• [What to do]: Format every line of the entries below as a numbered list, omitting any blank lines.

(Point placement records)
==========

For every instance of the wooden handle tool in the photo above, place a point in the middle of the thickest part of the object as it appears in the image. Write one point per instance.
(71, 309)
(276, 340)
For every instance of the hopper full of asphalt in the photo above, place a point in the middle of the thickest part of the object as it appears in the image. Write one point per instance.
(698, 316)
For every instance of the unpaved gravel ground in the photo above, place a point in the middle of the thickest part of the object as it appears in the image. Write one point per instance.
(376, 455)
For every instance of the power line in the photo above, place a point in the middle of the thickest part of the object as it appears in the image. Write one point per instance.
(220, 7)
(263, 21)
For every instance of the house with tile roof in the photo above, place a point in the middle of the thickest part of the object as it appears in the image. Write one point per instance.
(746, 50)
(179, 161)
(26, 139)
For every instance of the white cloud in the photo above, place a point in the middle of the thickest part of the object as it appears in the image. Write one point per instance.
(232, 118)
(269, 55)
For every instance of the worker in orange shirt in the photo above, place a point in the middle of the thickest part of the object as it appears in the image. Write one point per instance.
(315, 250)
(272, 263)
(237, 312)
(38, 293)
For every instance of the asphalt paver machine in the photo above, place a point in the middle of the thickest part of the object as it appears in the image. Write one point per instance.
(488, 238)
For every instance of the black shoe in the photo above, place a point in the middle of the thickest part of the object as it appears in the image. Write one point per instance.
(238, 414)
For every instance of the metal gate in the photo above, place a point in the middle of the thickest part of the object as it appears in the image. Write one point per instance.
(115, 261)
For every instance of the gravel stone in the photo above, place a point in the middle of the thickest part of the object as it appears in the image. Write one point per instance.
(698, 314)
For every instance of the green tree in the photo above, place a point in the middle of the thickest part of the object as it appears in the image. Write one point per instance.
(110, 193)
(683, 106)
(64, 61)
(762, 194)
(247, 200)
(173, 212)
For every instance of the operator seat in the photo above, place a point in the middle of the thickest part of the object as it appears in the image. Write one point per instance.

==========

• [Output]:
1. For every instance of the wooden handle tool in the photo above, place a point in the middle of the thickest part of the object as it appears in the image. Write one point per instance.
2. (71, 309)
3. (276, 340)
4. For every instance of the hopper full of asphalt in the photo above, place a point in the middle of the thickest part of the object as it appears in the image. Write one point per instance.
5. (698, 316)
6. For every instance of the unpaved gravel ground in the photo above, place a point in the middle of the thickest part of the object as it appears in the image. Write one point per instance.
7. (376, 455)
8. For every instance of the power line in the photo above, place a point in the middle of the thickest part of the object as it appears in the image. Write one point per instance.
9. (220, 7)
10. (263, 21)
11. For every instance of the house with tile roof in the photo above, place a point in the middle of the thickest part of the object as it appears in the image. Write one point per instance.
12. (746, 50)
13. (179, 161)
14. (26, 139)
15. For every instance of the white cloud in the photo above, place a point in the middle of the thickest part of the object as it appears in the image. Write one point per instance.
16. (232, 118)
17. (269, 55)
18. For every instance of the worker in orange shirt in the photo above, place a point in the middle of the thickest part of the object as it appears in the image. Write one point per instance.
19. (315, 250)
20. (272, 263)
21. (237, 312)
22. (38, 293)
23. For every instance of the asphalt paver machine in the photo above, place a point in the middle of the thickest part of the object as it appears in the image. Write one point per instance.
24. (488, 238)
25. For every instance of the black shoe in the photo above, place a point in the middle of the thickest part of the object as it appears in the image. Write one point per instance.
26. (238, 414)
27. For every instance of the metal gate in the photo above, place a point in the middle of the thickest part of the object as it appears in the image. Write one point per instance.
28. (115, 261)
29. For every instance of the gravel stone in the photo above, place a point in the middle of the thickest part of the object as it appears in the image. Write one point per instance.
30. (698, 314)
31. For every instance of the green tree in the photo above, place a point in the middle of the thickest part of the object as it appears in the image. Write one point per instance.
32. (110, 193)
33. (683, 106)
34. (64, 61)
35. (762, 194)
36. (247, 200)
37. (173, 212)
38. For every instance of the operator seat in the photo above, place a point in the middle of the thickest part of the object as it appears in the image. Write one point per instance.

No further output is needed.